- _YOUR GOAL_
Look below for the line with "Isolate television bezel in the image above.". Extract that line and each one after it through the last, word for word.

# DATA PROVIDED start

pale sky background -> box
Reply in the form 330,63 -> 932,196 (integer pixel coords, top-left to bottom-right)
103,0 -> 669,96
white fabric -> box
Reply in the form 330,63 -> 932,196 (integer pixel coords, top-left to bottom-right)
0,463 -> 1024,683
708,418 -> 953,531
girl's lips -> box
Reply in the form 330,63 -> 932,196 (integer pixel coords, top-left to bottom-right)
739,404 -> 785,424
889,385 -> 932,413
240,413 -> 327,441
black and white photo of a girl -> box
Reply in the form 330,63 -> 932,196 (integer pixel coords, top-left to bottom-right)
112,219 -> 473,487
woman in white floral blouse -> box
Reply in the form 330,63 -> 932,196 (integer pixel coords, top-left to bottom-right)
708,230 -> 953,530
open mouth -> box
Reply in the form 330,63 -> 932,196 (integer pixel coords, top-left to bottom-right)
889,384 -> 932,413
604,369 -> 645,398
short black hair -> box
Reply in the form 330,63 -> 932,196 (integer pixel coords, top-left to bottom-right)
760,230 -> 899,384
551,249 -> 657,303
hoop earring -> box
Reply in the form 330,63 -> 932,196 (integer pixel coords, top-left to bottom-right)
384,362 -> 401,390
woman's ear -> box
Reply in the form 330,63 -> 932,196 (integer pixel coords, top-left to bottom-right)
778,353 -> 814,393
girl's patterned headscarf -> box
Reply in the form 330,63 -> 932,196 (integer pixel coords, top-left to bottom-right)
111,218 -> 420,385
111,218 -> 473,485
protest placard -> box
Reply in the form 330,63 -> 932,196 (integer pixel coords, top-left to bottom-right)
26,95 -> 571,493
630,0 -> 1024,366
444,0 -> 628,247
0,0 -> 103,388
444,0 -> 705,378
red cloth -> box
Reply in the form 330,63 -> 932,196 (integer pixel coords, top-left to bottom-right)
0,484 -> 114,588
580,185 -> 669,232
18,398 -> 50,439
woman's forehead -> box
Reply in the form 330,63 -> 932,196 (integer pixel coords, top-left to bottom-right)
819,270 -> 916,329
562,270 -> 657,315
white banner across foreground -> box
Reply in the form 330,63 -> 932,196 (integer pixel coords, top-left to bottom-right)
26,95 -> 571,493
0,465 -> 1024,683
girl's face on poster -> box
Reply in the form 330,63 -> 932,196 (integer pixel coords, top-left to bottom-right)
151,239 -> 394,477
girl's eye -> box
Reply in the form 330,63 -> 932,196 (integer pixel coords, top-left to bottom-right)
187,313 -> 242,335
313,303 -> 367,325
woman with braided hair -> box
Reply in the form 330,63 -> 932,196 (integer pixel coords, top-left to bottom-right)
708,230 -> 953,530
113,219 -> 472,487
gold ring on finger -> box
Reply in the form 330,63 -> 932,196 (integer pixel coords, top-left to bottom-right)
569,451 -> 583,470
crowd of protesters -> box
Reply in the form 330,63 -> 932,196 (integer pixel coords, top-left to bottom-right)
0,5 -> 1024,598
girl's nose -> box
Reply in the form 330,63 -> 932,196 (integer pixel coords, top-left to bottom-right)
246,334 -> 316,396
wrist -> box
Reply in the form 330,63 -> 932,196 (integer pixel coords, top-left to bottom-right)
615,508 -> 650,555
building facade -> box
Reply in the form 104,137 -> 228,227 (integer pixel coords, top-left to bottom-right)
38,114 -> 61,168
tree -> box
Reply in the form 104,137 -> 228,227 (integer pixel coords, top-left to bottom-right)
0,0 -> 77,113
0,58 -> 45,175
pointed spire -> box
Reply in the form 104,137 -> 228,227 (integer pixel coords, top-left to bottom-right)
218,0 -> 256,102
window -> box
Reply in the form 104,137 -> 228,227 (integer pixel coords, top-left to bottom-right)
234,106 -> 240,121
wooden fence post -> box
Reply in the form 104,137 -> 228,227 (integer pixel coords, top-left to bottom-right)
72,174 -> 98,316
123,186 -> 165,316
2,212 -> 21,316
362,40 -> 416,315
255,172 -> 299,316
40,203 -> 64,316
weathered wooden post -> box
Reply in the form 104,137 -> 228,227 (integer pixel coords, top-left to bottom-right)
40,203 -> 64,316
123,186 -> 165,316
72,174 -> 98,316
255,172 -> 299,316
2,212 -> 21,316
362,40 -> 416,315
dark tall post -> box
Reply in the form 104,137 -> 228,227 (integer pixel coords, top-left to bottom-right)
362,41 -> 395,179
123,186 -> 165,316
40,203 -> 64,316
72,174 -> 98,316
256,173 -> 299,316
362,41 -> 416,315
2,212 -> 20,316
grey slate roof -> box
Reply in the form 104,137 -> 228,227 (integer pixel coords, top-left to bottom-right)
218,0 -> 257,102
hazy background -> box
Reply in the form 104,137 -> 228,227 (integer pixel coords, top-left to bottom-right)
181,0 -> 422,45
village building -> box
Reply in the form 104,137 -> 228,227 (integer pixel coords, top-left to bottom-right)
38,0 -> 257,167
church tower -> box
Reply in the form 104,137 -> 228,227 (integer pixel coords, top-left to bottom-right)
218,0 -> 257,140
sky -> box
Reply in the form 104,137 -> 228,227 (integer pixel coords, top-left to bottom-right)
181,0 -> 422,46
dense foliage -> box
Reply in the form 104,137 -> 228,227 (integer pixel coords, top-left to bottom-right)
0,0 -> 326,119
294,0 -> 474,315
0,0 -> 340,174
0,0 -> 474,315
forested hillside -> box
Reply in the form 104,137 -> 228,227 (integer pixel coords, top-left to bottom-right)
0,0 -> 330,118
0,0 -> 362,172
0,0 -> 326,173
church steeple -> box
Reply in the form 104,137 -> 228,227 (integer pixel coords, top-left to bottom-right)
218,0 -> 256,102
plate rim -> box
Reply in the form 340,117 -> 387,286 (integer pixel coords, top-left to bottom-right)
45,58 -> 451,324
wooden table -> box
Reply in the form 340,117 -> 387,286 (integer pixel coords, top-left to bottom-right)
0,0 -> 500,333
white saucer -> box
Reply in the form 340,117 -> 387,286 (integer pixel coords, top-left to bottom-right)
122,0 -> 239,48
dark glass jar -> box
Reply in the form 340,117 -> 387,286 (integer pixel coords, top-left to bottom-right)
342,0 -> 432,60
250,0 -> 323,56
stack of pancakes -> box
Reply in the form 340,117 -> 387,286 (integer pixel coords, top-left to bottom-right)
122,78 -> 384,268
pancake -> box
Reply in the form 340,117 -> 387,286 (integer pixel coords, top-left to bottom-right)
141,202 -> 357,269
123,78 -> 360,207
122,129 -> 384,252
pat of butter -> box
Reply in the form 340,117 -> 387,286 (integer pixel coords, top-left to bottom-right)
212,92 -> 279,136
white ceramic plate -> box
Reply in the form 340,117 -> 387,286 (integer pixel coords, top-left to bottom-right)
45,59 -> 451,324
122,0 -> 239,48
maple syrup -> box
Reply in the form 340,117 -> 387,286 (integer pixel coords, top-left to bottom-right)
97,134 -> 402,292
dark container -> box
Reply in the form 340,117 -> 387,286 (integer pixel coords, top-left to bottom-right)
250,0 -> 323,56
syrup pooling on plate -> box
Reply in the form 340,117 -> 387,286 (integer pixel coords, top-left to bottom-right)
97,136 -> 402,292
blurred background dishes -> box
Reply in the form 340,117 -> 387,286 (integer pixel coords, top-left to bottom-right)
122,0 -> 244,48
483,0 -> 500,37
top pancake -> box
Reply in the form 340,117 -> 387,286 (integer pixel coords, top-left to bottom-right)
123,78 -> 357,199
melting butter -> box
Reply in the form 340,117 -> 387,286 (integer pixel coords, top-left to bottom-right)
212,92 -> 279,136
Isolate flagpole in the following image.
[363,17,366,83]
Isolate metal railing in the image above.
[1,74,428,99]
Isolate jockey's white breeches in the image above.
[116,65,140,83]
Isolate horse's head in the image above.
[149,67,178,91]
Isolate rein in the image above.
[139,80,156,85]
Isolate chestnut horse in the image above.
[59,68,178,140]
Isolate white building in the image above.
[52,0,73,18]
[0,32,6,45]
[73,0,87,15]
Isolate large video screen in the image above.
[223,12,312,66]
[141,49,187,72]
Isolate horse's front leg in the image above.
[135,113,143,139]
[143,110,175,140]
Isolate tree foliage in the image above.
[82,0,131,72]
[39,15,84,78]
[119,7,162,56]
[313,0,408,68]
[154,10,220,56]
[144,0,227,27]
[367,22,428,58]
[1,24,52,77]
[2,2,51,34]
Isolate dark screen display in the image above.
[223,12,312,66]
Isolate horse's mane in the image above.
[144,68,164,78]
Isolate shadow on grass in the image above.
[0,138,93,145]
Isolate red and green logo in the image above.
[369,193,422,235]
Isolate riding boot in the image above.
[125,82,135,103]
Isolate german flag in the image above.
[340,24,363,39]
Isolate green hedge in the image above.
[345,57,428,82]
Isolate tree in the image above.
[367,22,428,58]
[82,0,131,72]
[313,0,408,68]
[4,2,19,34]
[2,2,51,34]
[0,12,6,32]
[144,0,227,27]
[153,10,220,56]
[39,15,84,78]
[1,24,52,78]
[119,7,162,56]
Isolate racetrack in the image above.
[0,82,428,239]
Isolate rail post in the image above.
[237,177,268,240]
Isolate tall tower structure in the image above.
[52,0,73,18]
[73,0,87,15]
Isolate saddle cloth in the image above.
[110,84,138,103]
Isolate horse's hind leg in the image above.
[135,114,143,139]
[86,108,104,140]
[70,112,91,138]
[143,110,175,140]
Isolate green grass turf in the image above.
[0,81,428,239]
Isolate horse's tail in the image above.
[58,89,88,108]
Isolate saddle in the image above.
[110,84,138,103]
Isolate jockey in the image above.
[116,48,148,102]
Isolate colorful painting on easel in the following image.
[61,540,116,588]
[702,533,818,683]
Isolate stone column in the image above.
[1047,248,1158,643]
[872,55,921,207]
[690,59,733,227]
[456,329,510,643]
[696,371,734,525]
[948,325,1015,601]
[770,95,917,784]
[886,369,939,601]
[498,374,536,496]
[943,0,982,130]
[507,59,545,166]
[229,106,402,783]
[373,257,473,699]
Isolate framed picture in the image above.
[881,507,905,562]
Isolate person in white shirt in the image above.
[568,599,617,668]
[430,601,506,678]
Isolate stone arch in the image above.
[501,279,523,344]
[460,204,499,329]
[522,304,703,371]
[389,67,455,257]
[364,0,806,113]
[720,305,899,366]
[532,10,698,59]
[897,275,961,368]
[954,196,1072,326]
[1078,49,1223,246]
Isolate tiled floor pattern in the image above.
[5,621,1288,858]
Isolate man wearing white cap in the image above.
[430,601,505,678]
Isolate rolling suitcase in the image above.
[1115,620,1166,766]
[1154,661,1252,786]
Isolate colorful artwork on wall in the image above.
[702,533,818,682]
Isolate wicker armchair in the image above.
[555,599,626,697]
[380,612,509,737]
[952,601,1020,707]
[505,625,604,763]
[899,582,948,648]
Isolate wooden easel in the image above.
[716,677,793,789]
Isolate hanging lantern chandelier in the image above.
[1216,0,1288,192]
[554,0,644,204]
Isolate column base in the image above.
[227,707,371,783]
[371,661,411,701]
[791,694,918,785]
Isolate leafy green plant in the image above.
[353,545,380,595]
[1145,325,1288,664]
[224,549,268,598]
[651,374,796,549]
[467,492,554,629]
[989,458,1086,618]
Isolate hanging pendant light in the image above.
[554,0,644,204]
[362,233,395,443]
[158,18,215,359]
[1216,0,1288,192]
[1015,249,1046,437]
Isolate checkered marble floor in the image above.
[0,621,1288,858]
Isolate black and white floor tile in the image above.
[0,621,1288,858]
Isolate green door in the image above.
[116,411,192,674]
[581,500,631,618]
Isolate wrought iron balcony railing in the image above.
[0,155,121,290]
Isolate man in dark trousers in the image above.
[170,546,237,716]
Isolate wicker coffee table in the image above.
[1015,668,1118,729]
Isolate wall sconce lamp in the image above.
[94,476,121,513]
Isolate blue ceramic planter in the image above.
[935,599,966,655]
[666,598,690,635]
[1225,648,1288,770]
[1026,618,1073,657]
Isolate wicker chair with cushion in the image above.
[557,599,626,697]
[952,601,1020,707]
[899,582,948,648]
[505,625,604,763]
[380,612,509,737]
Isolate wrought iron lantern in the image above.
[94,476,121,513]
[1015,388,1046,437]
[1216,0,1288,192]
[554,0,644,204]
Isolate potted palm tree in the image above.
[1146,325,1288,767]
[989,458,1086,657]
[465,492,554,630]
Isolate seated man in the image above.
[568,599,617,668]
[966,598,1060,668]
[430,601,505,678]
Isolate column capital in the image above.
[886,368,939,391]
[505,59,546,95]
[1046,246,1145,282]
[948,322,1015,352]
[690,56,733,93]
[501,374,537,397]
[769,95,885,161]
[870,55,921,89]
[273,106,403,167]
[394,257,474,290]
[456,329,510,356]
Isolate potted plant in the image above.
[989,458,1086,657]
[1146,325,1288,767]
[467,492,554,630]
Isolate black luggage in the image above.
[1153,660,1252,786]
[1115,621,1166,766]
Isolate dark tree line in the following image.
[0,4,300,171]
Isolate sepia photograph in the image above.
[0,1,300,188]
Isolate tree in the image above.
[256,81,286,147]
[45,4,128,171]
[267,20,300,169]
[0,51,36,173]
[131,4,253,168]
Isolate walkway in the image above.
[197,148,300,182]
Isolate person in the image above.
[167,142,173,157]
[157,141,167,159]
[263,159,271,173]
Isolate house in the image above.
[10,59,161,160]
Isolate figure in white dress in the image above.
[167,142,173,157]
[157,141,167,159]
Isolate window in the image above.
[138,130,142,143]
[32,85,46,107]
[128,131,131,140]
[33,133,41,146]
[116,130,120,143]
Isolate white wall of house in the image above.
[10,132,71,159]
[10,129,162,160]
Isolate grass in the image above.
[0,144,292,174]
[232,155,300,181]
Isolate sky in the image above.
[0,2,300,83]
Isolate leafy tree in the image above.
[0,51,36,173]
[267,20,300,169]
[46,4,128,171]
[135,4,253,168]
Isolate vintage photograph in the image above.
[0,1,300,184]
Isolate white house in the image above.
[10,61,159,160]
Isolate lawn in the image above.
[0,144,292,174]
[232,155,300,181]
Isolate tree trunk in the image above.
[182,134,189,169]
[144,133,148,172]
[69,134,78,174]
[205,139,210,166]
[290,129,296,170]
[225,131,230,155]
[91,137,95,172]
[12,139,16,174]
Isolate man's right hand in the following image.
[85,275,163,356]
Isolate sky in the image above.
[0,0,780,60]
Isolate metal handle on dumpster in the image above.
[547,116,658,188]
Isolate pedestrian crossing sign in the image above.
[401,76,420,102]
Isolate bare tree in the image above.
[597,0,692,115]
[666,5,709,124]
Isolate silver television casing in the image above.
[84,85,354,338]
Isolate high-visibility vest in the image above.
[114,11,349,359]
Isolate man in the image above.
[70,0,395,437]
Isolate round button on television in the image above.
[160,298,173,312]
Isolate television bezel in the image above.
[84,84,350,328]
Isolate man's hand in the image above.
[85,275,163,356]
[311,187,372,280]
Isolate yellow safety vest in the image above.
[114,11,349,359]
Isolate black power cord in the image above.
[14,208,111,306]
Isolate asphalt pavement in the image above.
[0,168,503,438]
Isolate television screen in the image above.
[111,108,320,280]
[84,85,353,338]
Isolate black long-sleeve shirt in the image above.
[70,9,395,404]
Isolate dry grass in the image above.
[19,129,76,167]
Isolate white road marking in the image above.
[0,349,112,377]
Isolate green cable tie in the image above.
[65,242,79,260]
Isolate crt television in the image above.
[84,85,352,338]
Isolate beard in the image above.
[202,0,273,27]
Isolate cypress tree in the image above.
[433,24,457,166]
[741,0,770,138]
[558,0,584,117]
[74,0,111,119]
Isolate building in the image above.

# DATA PROVIDED end

- _THE RESPONSE_
Isolate television bezel in the image above.
[84,84,350,328]
Isolate man's hand in the image above.
[85,275,163,356]
[311,187,372,280]
Isolate yellow safety vest in the image above.
[114,11,349,359]
Isolate black power cord in the image above.
[14,208,111,306]
Isolate asphalt pavement in the image above.
[0,168,503,438]
Isolate television screen in the image above.
[111,108,320,280]
[84,85,353,338]
Isolate black long-sleeve shirt in the image above.
[70,9,395,404]
Isolate dry grass in the image above.
[19,129,76,167]
Isolate white road marking in the image above.
[0,349,112,377]
Isolate green cable tie in the image above.
[65,242,79,260]
Isolate crt television in the image above.
[84,85,352,338]
Isolate beard in the image above.
[202,0,273,27]
Isolate cypress tree in the image above.
[433,24,457,166]
[741,0,770,138]
[558,0,584,117]
[74,0,111,119]
Isolate building in the image above.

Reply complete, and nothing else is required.